(What to work on): Below are the entries; tally the lines holding the string "facade" and give only that figure.

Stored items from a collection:
== Segment start ==

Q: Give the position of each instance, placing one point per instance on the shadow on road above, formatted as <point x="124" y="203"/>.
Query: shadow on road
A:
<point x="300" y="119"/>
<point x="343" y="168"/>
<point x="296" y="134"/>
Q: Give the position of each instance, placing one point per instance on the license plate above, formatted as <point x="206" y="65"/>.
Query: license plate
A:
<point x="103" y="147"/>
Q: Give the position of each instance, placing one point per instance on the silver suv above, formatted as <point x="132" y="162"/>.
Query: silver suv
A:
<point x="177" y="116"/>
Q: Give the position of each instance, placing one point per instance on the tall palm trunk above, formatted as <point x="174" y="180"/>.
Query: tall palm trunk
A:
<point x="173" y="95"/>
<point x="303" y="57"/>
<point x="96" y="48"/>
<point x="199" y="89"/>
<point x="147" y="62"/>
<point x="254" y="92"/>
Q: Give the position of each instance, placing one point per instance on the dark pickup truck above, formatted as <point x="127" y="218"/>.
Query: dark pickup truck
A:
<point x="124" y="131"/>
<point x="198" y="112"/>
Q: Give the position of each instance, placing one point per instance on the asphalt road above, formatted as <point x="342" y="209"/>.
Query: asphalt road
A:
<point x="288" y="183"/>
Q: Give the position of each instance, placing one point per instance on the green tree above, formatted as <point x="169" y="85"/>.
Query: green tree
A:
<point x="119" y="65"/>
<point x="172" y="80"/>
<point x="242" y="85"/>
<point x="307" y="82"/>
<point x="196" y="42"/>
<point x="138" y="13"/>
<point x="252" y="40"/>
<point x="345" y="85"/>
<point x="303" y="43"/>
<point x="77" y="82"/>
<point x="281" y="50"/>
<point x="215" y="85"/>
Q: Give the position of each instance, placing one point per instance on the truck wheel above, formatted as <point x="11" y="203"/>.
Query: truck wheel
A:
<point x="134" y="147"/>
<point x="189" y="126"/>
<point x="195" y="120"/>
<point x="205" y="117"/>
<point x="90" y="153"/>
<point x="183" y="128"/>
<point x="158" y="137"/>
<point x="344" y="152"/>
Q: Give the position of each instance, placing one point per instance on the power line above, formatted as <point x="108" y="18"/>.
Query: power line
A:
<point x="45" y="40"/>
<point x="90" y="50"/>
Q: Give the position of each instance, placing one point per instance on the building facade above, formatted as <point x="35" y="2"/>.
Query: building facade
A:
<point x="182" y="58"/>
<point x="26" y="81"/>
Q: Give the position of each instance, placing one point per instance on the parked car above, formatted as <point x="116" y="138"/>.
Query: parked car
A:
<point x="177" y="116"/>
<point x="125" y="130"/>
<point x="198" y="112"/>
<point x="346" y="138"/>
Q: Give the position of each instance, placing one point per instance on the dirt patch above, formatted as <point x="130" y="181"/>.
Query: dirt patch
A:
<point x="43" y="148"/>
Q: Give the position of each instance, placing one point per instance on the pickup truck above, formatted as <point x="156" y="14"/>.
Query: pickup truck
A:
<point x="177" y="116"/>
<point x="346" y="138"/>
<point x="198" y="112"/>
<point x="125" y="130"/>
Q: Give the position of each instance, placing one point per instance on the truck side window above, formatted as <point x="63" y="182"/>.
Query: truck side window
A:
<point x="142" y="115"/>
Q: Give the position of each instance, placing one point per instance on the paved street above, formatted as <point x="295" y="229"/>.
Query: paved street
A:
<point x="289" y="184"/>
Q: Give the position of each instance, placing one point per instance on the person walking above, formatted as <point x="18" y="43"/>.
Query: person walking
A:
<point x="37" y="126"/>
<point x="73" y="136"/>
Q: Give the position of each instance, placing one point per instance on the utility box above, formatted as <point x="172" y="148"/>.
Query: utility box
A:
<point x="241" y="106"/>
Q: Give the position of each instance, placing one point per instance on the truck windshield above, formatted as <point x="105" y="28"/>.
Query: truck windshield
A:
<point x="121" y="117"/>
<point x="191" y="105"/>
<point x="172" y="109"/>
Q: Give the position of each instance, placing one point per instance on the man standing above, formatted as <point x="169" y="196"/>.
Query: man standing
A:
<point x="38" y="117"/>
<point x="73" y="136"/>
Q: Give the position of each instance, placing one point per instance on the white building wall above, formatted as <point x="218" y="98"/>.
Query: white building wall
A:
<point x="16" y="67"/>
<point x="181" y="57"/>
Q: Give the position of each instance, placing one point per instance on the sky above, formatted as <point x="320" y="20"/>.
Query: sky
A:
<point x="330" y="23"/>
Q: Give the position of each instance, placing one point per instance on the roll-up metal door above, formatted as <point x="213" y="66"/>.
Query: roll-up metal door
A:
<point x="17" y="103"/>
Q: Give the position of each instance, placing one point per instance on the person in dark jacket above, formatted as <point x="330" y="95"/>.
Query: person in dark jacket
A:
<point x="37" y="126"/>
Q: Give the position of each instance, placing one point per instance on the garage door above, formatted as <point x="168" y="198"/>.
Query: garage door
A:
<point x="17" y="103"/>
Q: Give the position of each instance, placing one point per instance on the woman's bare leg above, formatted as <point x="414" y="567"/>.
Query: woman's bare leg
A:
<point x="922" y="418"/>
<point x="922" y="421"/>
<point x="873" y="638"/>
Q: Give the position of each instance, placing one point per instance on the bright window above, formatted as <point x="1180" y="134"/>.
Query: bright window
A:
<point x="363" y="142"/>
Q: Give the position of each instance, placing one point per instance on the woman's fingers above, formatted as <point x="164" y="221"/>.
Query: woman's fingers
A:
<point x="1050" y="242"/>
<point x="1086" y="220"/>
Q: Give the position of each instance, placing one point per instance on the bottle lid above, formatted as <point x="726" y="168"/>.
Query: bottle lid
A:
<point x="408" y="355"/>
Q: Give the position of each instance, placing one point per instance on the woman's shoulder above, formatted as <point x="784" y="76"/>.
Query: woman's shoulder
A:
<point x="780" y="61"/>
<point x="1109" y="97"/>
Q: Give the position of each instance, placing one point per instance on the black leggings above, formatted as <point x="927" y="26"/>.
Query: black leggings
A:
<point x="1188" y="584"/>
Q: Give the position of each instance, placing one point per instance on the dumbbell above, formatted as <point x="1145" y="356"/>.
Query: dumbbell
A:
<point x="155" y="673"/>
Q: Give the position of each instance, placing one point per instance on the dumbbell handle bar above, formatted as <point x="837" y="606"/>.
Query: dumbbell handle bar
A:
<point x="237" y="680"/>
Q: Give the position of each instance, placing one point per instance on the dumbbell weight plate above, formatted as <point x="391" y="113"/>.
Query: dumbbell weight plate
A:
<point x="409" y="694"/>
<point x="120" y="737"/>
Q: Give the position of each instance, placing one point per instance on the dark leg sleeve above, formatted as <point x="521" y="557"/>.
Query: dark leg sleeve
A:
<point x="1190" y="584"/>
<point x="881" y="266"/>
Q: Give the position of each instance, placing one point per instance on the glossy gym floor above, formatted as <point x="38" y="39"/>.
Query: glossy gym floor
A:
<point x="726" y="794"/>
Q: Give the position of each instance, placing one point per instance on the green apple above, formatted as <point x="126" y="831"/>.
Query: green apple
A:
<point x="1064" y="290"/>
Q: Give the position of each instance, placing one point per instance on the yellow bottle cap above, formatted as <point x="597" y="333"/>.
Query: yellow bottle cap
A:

== Segment end ==

(Solved problem): 2